Dataset excerpts on object pointing:
"""

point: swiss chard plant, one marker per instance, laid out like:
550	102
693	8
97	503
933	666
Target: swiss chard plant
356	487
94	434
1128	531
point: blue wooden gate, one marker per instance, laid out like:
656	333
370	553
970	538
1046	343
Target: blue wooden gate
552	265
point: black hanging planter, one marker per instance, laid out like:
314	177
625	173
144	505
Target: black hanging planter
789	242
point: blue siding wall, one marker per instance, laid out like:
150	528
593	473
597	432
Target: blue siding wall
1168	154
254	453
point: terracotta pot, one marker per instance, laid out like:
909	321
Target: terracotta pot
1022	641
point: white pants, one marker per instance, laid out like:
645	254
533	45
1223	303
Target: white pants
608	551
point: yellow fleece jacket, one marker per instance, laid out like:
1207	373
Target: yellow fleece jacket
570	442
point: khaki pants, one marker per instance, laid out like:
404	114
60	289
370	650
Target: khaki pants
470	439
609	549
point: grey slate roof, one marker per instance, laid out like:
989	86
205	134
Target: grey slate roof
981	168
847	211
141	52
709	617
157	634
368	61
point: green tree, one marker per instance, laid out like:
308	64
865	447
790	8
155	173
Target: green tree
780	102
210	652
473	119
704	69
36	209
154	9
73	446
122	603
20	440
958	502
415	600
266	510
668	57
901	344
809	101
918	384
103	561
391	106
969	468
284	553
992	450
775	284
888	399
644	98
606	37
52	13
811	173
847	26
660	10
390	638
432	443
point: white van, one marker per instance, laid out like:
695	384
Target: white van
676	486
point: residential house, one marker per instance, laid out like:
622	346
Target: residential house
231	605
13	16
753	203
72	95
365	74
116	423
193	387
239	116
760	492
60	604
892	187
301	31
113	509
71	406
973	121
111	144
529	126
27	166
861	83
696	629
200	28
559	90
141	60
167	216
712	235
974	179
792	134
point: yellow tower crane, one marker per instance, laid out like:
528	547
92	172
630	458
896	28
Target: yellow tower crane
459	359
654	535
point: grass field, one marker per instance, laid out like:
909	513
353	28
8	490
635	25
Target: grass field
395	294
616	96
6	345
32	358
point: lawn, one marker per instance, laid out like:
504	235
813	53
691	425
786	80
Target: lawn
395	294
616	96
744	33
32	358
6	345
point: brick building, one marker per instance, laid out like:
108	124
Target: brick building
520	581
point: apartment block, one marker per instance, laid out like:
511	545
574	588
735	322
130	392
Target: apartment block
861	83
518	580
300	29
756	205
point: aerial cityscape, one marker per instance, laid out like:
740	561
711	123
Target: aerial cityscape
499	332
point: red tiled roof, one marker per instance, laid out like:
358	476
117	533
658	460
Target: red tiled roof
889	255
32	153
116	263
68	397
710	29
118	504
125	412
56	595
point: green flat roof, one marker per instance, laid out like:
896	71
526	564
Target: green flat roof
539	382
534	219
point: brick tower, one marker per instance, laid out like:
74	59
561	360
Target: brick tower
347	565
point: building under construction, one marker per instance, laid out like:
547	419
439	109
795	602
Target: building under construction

"""

● **What is being asked**
Nothing should be left out: return all of the records exactly.

● **Task result**
point: swiss chard plant, one marker per instance, laid out like:
550	102
693	8
97	503
933	666
Target: swiss chard plant
356	487
94	434
1128	531
point: blue wooden gate, one marker per instance, laid out like:
656	333
370	553
970	538
1046	343
Target: blue wooden gate
552	265
point: black hanging planter, one marker per instance, laid out like:
314	177
625	173
144	505
Target: black hanging planter
789	242
point: blue siding wall, one marker per instance, laid out like:
150	528
593	473
597	432
Target: blue siding wall
1168	154
254	453
point: terracotta pot, one marker per instance, laid out like:
909	321
Target: terracotta pot
1022	641
point: white pants, one marker per instance, laid out like:
645	254
533	45
1223	303
Target: white pants
608	551
point: yellow fleece jacket, one marker per instance, laid out like:
1207	373
Target: yellow fleece jacket
570	442
point: khaki pants, one marker per instance, laid out like:
404	114
60	289
370	650
Target: khaki pants
470	439
609	549
point: grey slate roof, one marker per instance, laid out like:
989	86
205	134
Target: grey slate roof
981	168
847	211
141	52
709	617
157	634
368	61
point: green tree, one marker per instance, laid out like:
308	64
865	447
790	8
155	173
Target: green tree
780	102
210	652
473	119
704	69
36	209
154	9
73	446
122	603
20	440
958	502
415	600
266	510
668	57
901	344
809	101
918	384
103	561
391	106
969	468
284	553
992	450
775	284
888	399
644	98
606	37
52	13
811	173
847	26
660	10
390	638
432	443
point: white van, one marker per instance, laid out like:
695	384
Target: white van
676	486
point: residential house, one marker per instance, laid out like:
622	346
Target: residential house
231	605
13	16
753	203
72	95
365	74
116	423
193	387
239	116
760	492
60	604
892	187
301	31
113	509
71	406
973	121
111	144
529	126
27	166
861	83
696	629
200	28
559	90
141	60
167	216
712	235
974	179
792	134
point: yellow tower crane, one marker per instance, laid out like:
528	547
92	172
630	458
896	28
Target: yellow tower crane
459	359
654	535
point: grass field, one marker per instance, laid out like:
909	513
353	28
8	490
635	25
Target: grass field
395	294
616	96
6	345
32	358
point: lawn, one marker per instance, laid out like:
504	235
813	53
691	425
786	80
Target: lawn
395	294
616	96
744	33
32	358
6	345
point: brick building, one marker per instance, laid out like:
108	124
Target: brick building
520	581
point: apartment block, one marker per instance, laid out like:
511	545
574	588
735	322
130	392
Target: apartment block
861	83
518	580
300	29
756	205
point: aerial cityscape, one marker per instance, laid out like:
740	561
711	123
Target: aerial cityscape
499	332
point: red tiled roof, one marker per instance, laid out like:
358	476
117	533
658	460
Target: red tiled roof
889	255
32	153
116	263
68	397
710	29
118	504
125	412
56	595
point: green flat roof, one marker per instance, laid out like:
896	71
526	564
Target: green flat roof
539	382
534	219
point: brick tower, one marker per instance, laid out like:
74	59
561	360
Target: brick tower
347	565
point: building under construction, one marker per instance, laid out like:
547	419
439	109
795	602
Target: building under construction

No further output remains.